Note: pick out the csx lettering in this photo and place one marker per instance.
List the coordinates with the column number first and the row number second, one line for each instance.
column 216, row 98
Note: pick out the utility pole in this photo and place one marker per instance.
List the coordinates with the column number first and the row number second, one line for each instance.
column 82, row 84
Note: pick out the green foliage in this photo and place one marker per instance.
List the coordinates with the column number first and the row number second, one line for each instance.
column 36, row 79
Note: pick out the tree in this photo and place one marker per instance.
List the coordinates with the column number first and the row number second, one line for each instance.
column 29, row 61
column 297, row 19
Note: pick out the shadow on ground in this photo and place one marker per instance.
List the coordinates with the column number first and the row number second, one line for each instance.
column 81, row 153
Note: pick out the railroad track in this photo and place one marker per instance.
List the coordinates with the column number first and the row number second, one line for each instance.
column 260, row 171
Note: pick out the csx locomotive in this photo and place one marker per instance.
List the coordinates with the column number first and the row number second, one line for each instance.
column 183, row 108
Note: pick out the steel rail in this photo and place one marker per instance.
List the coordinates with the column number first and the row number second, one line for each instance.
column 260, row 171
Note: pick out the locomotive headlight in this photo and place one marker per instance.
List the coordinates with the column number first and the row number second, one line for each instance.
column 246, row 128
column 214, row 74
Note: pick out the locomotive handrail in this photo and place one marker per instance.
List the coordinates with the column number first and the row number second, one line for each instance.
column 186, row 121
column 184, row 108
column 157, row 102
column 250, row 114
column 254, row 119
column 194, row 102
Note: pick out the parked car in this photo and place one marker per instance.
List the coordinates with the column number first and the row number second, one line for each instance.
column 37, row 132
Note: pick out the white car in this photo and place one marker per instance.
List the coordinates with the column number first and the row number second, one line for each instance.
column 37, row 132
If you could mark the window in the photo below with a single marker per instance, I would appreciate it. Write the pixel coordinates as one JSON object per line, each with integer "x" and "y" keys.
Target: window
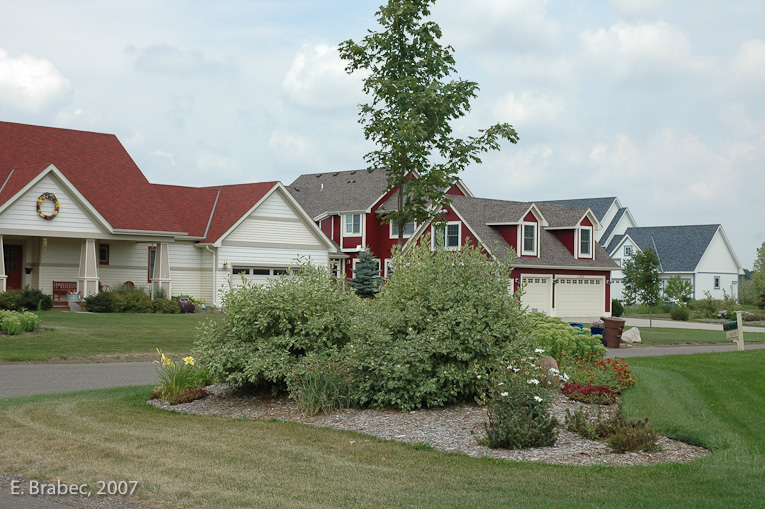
{"x": 447, "y": 236}
{"x": 103, "y": 254}
{"x": 353, "y": 224}
{"x": 585, "y": 244}
{"x": 408, "y": 229}
{"x": 152, "y": 257}
{"x": 529, "y": 239}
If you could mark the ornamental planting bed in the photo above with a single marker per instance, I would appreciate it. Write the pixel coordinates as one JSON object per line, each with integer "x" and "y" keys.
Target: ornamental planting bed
{"x": 451, "y": 429}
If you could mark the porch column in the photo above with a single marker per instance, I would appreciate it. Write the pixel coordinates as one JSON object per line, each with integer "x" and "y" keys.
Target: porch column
{"x": 87, "y": 280}
{"x": 3, "y": 276}
{"x": 160, "y": 278}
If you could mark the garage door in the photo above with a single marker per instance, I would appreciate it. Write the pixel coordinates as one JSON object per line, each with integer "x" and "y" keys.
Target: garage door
{"x": 580, "y": 297}
{"x": 257, "y": 275}
{"x": 537, "y": 293}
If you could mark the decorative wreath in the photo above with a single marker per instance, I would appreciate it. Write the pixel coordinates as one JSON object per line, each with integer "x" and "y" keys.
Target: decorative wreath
{"x": 51, "y": 197}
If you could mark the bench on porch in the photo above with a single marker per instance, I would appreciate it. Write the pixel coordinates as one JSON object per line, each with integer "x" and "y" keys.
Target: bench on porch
{"x": 63, "y": 287}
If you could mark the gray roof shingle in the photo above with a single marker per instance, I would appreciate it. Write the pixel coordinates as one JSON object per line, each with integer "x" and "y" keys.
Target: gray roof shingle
{"x": 599, "y": 206}
{"x": 339, "y": 191}
{"x": 680, "y": 248}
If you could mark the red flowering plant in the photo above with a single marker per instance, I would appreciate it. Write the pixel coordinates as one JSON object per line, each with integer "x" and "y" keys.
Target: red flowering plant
{"x": 592, "y": 370}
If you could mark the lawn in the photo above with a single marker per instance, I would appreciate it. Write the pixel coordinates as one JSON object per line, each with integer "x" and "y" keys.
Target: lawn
{"x": 181, "y": 460}
{"x": 98, "y": 336}
{"x": 667, "y": 336}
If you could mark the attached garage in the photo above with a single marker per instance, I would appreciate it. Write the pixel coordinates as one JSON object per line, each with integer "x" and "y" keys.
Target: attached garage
{"x": 580, "y": 297}
{"x": 537, "y": 293}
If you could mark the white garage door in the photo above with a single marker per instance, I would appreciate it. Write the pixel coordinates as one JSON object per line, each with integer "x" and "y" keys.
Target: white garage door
{"x": 537, "y": 293}
{"x": 254, "y": 274}
{"x": 580, "y": 297}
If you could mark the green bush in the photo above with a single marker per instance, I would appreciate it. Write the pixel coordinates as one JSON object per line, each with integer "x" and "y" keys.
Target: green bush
{"x": 681, "y": 313}
{"x": 321, "y": 384}
{"x": 30, "y": 322}
{"x": 10, "y": 323}
{"x": 518, "y": 406}
{"x": 617, "y": 308}
{"x": 104, "y": 302}
{"x": 442, "y": 321}
{"x": 267, "y": 329}
{"x": 561, "y": 340}
{"x": 166, "y": 306}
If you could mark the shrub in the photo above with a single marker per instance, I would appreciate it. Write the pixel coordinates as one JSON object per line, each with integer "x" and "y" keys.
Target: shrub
{"x": 321, "y": 384}
{"x": 617, "y": 308}
{"x": 30, "y": 322}
{"x": 164, "y": 306}
{"x": 10, "y": 323}
{"x": 267, "y": 329}
{"x": 621, "y": 434}
{"x": 681, "y": 313}
{"x": 518, "y": 407}
{"x": 442, "y": 319}
{"x": 104, "y": 302}
{"x": 560, "y": 339}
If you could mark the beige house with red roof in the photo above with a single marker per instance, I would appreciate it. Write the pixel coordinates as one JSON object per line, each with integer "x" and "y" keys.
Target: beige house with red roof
{"x": 75, "y": 209}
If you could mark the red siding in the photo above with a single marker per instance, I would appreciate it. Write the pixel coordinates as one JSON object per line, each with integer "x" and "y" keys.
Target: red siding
{"x": 566, "y": 237}
{"x": 510, "y": 234}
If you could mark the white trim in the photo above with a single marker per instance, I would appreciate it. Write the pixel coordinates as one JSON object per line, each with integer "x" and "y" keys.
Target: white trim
{"x": 434, "y": 234}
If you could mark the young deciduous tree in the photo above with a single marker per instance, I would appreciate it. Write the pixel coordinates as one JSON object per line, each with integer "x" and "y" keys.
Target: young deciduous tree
{"x": 366, "y": 277}
{"x": 412, "y": 106}
{"x": 641, "y": 276}
{"x": 678, "y": 289}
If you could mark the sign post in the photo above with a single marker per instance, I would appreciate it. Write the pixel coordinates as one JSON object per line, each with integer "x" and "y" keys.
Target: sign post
{"x": 735, "y": 331}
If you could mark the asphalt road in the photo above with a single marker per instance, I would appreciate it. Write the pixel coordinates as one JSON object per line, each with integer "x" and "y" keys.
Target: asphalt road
{"x": 28, "y": 379}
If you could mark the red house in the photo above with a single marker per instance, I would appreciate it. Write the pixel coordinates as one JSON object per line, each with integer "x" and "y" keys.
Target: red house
{"x": 562, "y": 269}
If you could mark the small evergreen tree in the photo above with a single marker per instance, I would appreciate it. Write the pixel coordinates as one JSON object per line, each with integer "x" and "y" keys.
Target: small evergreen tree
{"x": 366, "y": 278}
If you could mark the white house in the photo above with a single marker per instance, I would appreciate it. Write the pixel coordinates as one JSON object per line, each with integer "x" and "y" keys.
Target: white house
{"x": 75, "y": 209}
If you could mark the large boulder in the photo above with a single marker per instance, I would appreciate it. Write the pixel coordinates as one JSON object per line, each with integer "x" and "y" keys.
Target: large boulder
{"x": 632, "y": 335}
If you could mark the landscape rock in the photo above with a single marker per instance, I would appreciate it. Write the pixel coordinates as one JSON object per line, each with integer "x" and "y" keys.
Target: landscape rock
{"x": 632, "y": 335}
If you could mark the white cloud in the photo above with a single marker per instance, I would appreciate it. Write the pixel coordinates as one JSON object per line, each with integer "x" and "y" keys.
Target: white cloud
{"x": 210, "y": 161}
{"x": 317, "y": 80}
{"x": 30, "y": 84}
{"x": 166, "y": 155}
{"x": 655, "y": 51}
{"x": 498, "y": 25}
{"x": 168, "y": 59}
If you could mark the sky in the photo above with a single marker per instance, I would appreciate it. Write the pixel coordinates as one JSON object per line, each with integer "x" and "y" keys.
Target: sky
{"x": 660, "y": 103}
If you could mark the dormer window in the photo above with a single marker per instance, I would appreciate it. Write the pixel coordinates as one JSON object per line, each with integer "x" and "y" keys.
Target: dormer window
{"x": 585, "y": 242}
{"x": 447, "y": 236}
{"x": 530, "y": 239}
{"x": 353, "y": 225}
{"x": 408, "y": 229}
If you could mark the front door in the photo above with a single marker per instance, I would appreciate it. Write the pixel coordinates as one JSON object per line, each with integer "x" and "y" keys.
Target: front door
{"x": 13, "y": 266}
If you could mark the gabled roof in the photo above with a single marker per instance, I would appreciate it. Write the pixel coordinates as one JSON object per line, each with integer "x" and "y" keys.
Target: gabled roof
#####
What the exercise asks
Transcribe exactly the line containing "If you could mark the sky" and all remaining lines of the material, ending with the last one.

Written reply
If you could mark the sky in the photo above with a single marker per instance, I would appreciate it. Write the pixel coordinates as one JSON object per line, each with integer "x" and "y" keys.
Target: sky
{"x": 660, "y": 103}
If you could mark the dormer window in the photo above with a single marker per instance, I would appreciate it. Write the pixel coordinates as one JSON object per line, each with integer "x" and "y" keys.
Target: dormer window
{"x": 585, "y": 242}
{"x": 447, "y": 236}
{"x": 530, "y": 239}
{"x": 353, "y": 225}
{"x": 408, "y": 229}
If you could mark the front door in the photo above with a single marker per instance, I would appreciate it. Write the pixel coordinates as one JSON object per line, each with integer "x" and "y" keys.
Target: front door
{"x": 13, "y": 266}
If you could mark the gabled roof in the photo above with a single marker per instance, I would appreciate it. Write the pixel coordinates as one JSON object per line, each with integer "x" and "y" keys.
Target: gabled roof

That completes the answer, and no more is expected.